Such was my experience reading When Data Comes Home: Next Steps in International Taxation’s Information Revolution (“When Data Comes Home”) by Shu-Yi Oei and Diane Ring.  Oei and Ring are frequent co-authors, writing on subjects ranging from taxation of the sharing economy like Uber and AirBnB, to the role of large scale financial information leaks like the Panama Papers, to the impact of the Tax Cuts and Jobs Act on reshaping the workplace environment. I mention this only to emphasize what emerges as the particular strength of Oei and Ring’s collaborations – they combine backgrounds and methodologies and apply them to areas of common interest to uncover patterns or trends that otherwise might remain hidden.  When Data Comes Home represents another successful example.
○ ○ ○ ○
Reproduce the part of the passage on the Oei and Ring article starting at "Such was my" and ending at "another successful example.".

* **Dataset content**
○ ○ ○ ○
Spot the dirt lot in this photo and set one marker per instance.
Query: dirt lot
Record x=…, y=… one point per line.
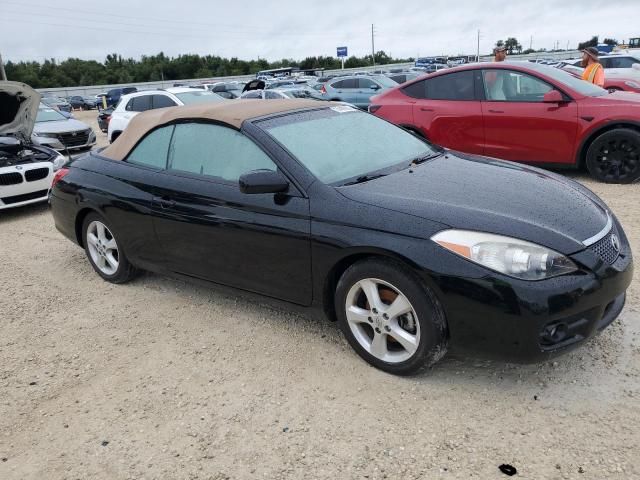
○ ○ ○ ○
* **Complete answer**
Such was my experience reading When Data Comes Home: Next Steps in International Taxation’s Information Revolution (“When Data Comes Home”) by Shu-Yi Oei and Diane Ring.  Oei and Ring are frequent co-authors, writing on subjects ranging from taxation of the sharing economy like Uber and AirBnB, to the role of large scale financial information leaks like the Panama Papers, to the impact of the Tax Cuts and Jobs Act on reshaping the workplace environment. I mention this only to emphasize what emerges as the particular strength of Oei and Ring’s collaborations – they combine backgrounds and methodologies and apply them to areas of common interest to uncover patterns or trends that otherwise might remain hidden.  When Data Comes Home represents another successful example.